Exercise brief: Print the stretch of the page text about Toni Severin from "In the 2020" through "MPs, including Severin.", with every word kept the same.

Page text:
Member of the New Zealand Parliament for ACT party list
- In office 17 October 2020 – 14 October 2023

Personal details
- Party: ACT

= Toni Severin =

New Zealand politician

Toni Gae Severin is a New Zealand politician. She was a Member of Parliament for ACT New Zealand from 2020 until 2023.

==Early life and career==
Severin grew up in Invercargill. After moving to Christchurch, she worked as a laboratory technician for Canterbury District Health Board for 14 years. At the age of 21, she was diagnosed with dyslexia. Later, she completed a diploma in marketing at Christchurch Polytechnic.

Severin is a business owner with her husband, Richard. The Companies Register shows her as director and shareholder of Vess 2013, a residential rental company, and Jet-X Wellington, which steam-cleans building exteriors. Severin continued to be involved with these companies through her political career, as shown by a June 2023 report on MPs' financial interest disclosures. A third company, Unique Links NZ, a jewellery wholesaling company, was removed from the Companies Register in 2021 for failing to file an annual return.

==Political career==
Severin unsuccessfully contested four elections for ACT before finally being elected a member of Parliament in 2020.

In the 2008, 2011 and 2014 elections, she was selected for Christchurch Central. Her party list placement in 2008 was 54th and she finished sixth of nine candidates in the electorate. In 2011, she was ranked 17th on the party list and finished last of six electorate candidates. In 2014, she was placed 11th on the party list and came sixth of eight candidates.

Severin transferred to Christchurch East for the 2017 general election and was placed 10th on the ACT party list. She was last out of the seven candidates.

=== Member of Parliament ===

In the 2020 general election, Severin contested Christchurch East for a second time, and was ninth on the party list. She finished fourth of nine candidates in Christchurch East, but ACT won 7.6% of the party vote. This entitled it to ten MPs, including Severin.

Severin was a member of the Health and the Regulations Review select committees. She was ACT's spokesperson on ACC, corrections, and disability issues.

Severin outlined her political philosophy and priorities in her maiden statement. She championed free marketing and deregulation, and stated her intention to advocate on behalf of small business in Parliament.

For the 2023 general election, ACT moved Severin down its party list from 9th to 14th, which was not a high enough ranking for her to be re-elected. She also unsuccessfully contested Christchurch East, coming fifth place with 1,679 votes.

New Zealand Parliament
| Years | Term | Electorate | List | Party |  |
|---|---|---|---|---|---|
| 2020–2023 | 53rd | List | 9 |  | ACT |

===2025 Environment Canterbury election===
During the 2025 Environment Canterbury election, Severin stood in the South Canterbury/Ōtuhituhi constituency under the ACT Local banner. She was unsuccessful, coming third place with 7,755 votes.

== Political views ==
Severin is a licensed gun owner and believes the gun control laws passed after the Christchurch mosque attack was rushed and would not have prevented the attack. Severin delayed receiving her COVID-19 vaccination after seeking medical advice due to a pre-existing condition.

Information provided:
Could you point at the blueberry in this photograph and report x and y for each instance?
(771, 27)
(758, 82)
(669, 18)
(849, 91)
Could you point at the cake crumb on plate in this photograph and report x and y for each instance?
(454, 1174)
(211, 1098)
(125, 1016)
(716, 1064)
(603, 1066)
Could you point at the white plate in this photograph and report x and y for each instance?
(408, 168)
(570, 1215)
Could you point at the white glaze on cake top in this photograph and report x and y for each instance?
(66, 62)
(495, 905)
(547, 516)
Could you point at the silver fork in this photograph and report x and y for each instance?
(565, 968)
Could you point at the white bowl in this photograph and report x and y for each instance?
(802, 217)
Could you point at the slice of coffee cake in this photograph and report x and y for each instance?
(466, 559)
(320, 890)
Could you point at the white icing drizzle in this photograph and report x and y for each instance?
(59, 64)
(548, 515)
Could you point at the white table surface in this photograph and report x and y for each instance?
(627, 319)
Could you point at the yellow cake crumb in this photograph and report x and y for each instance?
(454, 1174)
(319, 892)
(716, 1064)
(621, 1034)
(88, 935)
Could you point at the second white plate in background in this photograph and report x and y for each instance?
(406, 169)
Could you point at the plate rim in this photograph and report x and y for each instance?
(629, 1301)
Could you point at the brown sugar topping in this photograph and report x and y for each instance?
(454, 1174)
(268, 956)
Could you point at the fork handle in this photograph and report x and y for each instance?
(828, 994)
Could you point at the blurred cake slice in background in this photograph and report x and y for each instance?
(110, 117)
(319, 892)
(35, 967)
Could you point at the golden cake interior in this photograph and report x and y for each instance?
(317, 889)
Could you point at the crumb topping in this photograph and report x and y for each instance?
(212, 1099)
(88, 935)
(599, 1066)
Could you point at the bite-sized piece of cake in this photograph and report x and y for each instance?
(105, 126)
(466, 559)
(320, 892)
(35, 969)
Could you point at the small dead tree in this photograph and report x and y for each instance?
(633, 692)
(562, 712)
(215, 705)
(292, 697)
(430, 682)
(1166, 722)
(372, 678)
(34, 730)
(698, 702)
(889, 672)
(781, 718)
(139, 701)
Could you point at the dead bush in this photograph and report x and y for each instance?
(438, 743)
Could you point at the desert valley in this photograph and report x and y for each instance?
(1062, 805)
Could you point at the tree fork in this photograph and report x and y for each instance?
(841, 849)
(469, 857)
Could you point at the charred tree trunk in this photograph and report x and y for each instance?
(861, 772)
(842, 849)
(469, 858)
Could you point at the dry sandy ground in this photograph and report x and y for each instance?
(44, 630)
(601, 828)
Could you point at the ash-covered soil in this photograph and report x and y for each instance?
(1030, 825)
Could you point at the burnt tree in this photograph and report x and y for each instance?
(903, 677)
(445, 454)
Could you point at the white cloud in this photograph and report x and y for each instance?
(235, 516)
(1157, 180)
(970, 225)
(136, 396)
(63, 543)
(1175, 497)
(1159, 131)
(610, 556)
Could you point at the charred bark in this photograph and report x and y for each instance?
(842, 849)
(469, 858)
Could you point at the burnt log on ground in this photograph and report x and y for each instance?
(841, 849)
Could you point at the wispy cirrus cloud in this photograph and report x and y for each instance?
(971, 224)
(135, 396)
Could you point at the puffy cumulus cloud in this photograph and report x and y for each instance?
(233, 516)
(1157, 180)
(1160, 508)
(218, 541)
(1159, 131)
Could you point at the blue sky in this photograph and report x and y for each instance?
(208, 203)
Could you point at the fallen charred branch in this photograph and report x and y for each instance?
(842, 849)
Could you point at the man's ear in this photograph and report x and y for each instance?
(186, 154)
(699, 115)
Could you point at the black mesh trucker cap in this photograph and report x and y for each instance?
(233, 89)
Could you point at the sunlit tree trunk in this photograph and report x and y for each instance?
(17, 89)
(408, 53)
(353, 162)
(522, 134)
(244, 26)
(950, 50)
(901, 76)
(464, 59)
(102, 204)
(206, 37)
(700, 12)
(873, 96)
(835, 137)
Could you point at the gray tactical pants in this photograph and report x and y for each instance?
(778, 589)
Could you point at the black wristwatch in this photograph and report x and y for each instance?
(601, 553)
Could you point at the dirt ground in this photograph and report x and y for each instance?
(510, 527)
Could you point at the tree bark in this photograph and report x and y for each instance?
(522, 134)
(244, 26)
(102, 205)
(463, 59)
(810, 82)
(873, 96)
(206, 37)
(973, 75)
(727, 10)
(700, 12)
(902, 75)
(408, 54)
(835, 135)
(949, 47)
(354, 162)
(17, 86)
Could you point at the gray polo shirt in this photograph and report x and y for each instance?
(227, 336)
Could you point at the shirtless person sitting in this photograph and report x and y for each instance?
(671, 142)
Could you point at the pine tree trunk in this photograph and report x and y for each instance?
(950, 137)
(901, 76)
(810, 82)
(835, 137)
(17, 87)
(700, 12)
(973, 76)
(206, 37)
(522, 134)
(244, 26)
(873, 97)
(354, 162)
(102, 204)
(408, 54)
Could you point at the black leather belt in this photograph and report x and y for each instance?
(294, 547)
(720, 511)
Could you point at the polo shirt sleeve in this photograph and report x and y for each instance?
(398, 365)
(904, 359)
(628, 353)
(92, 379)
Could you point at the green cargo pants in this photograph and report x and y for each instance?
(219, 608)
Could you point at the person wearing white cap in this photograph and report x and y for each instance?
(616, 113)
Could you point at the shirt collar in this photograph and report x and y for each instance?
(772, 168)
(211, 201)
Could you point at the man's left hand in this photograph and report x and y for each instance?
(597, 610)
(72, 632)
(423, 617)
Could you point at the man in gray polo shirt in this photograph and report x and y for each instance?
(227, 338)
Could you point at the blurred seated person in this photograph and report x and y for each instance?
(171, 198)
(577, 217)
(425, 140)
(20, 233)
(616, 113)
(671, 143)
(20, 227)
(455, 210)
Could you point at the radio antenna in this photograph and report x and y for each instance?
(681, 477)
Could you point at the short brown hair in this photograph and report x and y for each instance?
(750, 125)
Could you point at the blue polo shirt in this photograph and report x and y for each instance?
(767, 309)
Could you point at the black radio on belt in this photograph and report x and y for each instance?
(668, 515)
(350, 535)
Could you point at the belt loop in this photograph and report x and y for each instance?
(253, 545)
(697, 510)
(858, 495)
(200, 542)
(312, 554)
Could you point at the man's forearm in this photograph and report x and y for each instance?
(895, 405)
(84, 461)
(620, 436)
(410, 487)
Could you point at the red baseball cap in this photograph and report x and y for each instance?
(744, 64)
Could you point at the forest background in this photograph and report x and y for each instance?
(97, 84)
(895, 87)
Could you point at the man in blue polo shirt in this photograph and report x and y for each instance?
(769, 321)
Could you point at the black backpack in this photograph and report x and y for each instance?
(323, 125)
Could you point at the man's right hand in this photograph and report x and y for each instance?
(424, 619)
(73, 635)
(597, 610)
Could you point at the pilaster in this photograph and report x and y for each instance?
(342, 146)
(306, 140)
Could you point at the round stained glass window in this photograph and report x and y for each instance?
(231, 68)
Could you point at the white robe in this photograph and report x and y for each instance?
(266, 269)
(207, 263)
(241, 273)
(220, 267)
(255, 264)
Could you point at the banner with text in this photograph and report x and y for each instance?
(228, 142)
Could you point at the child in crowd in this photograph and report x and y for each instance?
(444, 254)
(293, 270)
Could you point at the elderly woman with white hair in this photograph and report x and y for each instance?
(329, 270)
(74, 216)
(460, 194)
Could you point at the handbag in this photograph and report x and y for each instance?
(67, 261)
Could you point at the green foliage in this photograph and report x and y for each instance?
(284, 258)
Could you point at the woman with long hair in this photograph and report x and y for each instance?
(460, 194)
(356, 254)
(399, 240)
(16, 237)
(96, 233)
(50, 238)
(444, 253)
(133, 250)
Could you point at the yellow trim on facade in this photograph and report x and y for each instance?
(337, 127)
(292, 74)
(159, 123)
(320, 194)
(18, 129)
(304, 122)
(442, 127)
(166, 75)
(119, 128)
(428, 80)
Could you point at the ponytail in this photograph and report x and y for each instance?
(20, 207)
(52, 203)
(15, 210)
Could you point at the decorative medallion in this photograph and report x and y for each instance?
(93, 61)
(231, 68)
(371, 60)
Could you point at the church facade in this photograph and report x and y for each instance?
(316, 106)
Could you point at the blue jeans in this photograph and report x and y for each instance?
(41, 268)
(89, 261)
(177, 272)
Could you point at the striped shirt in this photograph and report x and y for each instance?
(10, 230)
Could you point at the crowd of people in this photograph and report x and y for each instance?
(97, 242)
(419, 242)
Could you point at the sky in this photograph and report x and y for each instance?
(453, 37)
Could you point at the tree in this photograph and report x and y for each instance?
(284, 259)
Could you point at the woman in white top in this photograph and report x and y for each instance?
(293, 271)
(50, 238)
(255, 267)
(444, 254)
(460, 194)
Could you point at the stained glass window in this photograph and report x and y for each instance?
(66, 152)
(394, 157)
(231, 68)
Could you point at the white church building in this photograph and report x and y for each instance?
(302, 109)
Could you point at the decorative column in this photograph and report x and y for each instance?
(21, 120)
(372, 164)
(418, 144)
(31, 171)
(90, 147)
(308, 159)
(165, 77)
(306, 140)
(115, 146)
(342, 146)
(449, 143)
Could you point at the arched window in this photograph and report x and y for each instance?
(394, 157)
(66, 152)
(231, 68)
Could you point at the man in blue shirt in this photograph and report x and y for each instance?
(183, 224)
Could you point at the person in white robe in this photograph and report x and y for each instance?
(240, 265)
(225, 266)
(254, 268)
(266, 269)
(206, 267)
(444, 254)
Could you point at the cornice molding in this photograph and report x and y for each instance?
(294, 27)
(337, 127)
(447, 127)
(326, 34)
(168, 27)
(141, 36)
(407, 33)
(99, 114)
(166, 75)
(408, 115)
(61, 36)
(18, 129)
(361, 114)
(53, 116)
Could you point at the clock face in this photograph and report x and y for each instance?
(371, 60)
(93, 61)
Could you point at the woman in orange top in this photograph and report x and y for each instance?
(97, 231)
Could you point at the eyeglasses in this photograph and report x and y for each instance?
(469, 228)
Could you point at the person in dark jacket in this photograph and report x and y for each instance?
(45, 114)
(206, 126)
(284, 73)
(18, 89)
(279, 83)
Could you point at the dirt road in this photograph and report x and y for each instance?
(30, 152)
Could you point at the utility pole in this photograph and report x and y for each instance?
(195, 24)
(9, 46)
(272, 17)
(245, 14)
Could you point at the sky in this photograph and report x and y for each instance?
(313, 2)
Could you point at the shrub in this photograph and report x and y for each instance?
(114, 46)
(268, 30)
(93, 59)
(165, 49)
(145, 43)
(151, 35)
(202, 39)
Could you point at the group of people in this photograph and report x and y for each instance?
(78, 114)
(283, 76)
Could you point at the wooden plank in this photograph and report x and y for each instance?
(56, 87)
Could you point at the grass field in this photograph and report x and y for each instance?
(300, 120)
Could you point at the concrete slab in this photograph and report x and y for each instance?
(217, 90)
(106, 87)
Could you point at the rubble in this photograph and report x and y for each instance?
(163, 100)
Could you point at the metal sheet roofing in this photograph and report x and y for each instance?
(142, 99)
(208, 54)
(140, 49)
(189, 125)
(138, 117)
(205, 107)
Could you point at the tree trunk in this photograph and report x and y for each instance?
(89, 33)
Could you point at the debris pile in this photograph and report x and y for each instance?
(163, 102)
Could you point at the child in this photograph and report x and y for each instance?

Result:
In the 2020 general election, Severin contested Christchurch East for a second time, and was ninth on the party list. She finished fourth of nine candidates in Christchurch East, but ACT won 7.6% of the party vote. This entitled it to ten MPs, including Severin.